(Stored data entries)
----------

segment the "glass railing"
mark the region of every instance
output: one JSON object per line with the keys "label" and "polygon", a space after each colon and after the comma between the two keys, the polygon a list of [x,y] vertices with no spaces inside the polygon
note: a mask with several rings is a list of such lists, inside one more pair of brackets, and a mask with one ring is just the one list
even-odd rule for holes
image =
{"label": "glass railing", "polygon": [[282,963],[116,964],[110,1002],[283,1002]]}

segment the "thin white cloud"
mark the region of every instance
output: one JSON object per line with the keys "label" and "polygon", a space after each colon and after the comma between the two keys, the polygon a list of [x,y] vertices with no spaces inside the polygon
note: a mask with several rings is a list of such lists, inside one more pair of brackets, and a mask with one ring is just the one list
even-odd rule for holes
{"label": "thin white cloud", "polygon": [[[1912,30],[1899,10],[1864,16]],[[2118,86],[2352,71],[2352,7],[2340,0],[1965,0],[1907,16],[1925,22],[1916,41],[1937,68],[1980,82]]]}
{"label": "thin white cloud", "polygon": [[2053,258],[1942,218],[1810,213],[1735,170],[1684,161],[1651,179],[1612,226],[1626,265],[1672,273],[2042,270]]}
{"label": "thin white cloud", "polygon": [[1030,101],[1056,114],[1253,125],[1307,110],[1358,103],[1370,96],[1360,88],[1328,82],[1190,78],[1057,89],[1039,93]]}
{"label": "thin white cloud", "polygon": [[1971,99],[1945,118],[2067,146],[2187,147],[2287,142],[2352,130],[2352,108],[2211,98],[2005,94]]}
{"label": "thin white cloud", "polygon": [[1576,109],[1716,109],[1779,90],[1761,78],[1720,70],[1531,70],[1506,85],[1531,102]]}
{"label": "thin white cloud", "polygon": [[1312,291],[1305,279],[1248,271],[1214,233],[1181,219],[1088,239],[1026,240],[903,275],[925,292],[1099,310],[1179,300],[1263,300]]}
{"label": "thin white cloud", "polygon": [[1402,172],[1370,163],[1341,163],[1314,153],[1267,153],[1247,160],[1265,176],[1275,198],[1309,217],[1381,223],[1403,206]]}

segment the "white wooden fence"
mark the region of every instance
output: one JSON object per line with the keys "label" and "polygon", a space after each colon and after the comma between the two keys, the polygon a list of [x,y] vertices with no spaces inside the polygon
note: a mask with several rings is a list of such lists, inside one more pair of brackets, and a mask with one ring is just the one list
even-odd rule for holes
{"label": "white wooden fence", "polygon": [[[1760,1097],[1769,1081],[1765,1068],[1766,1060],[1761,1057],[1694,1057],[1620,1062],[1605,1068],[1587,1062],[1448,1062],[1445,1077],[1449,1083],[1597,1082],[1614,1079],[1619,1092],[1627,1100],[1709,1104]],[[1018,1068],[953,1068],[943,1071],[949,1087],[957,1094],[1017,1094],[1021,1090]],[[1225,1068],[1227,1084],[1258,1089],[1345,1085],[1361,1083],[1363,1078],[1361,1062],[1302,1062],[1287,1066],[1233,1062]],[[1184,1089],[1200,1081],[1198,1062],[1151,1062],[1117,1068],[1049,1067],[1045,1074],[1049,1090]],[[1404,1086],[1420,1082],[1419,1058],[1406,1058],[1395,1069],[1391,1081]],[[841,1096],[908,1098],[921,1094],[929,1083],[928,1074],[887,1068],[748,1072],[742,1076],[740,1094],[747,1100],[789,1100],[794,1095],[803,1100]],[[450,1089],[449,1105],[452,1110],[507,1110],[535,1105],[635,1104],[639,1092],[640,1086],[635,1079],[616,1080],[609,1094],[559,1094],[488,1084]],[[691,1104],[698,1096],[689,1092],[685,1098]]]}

----------

Down to the last line, give the records again exactly.

### [Written answer]
segment the "glass railing"
mark the region of every instance
output: one JSON object per line with the keys "label" and "polygon", a space after each colon and after the comma between the two keys, the polygon a list of [x,y] vertices with no spaces inside the polygon
note: a mask with several rings is a list of such lists, inside one more pair of brackets, and a mask with one ring is just the one list
even-odd rule for holes
image =
{"label": "glass railing", "polygon": [[282,963],[116,964],[110,1002],[283,1002]]}

segment the "thin white cloud"
mark the region of every instance
output: one JSON object per line with the keys "label" and "polygon", a space after each colon and after the comma between the two keys, the polygon a list of [x,y] vertices with no spaces inside the polygon
note: a mask with several rings is a list of such lists, inside one more pair of brackets, and a mask with one ring is just the one list
even-odd rule for holes
{"label": "thin white cloud", "polygon": [[[1912,30],[1899,10],[1864,16]],[[2118,86],[2352,71],[2352,7],[2340,0],[1965,0],[1907,16],[1925,22],[1916,41],[1937,68],[1980,82]]]}
{"label": "thin white cloud", "polygon": [[2053,258],[1942,218],[1810,213],[1735,170],[1684,161],[1651,179],[1612,226],[1626,265],[1672,273],[2042,270]]}
{"label": "thin white cloud", "polygon": [[1030,101],[1056,114],[1253,125],[1307,110],[1358,103],[1370,96],[1360,88],[1328,82],[1190,78],[1057,89],[1039,93]]}
{"label": "thin white cloud", "polygon": [[1971,99],[1945,118],[2067,146],[2187,147],[2287,142],[2352,130],[2352,108],[2211,98],[2005,94]]}
{"label": "thin white cloud", "polygon": [[1576,109],[1716,109],[1779,90],[1761,78],[1720,70],[1531,70],[1506,85],[1531,102]]}
{"label": "thin white cloud", "polygon": [[1312,291],[1305,279],[1248,271],[1214,233],[1181,219],[1088,239],[1026,240],[903,275],[925,292],[1099,310],[1179,300],[1263,300]]}
{"label": "thin white cloud", "polygon": [[1402,172],[1370,163],[1341,163],[1314,153],[1267,153],[1247,160],[1265,176],[1275,198],[1309,217],[1381,223],[1403,206]]}

segment the "white wooden fence"
mark the region of every instance
output: one JSON object per line with the keys "label" and "polygon", a space after each colon and after the comma between the two keys, the polygon a list of [x,y] vertices with no spaces inside the polygon
note: a mask with several rings is a list of such lists, inside one more pair of brackets, and a mask with one ring is just the one list
even-odd rule for holes
{"label": "white wooden fence", "polygon": [[[1760,1097],[1769,1081],[1765,1068],[1766,1060],[1761,1057],[1694,1057],[1620,1062],[1605,1068],[1587,1062],[1448,1062],[1445,1077],[1449,1083],[1597,1082],[1614,1079],[1619,1092],[1627,1100],[1709,1104]],[[1018,1068],[953,1068],[943,1071],[949,1087],[957,1094],[1017,1094],[1021,1090]],[[1225,1068],[1227,1084],[1258,1089],[1345,1085],[1361,1083],[1363,1078],[1361,1062],[1302,1062],[1287,1066],[1233,1062]],[[1184,1089],[1200,1081],[1198,1062],[1151,1062],[1117,1068],[1049,1067],[1045,1074],[1049,1090]],[[1404,1086],[1420,1082],[1419,1058],[1406,1058],[1395,1069],[1391,1081]],[[841,1096],[908,1098],[921,1094],[929,1083],[928,1074],[887,1068],[748,1072],[742,1076],[740,1094],[747,1100],[789,1100],[794,1095],[803,1100]],[[450,1089],[449,1105],[452,1110],[507,1110],[535,1105],[635,1104],[639,1092],[640,1086],[635,1079],[616,1080],[609,1094],[559,1094],[488,1084]],[[691,1104],[698,1096],[689,1092],[685,1098]]]}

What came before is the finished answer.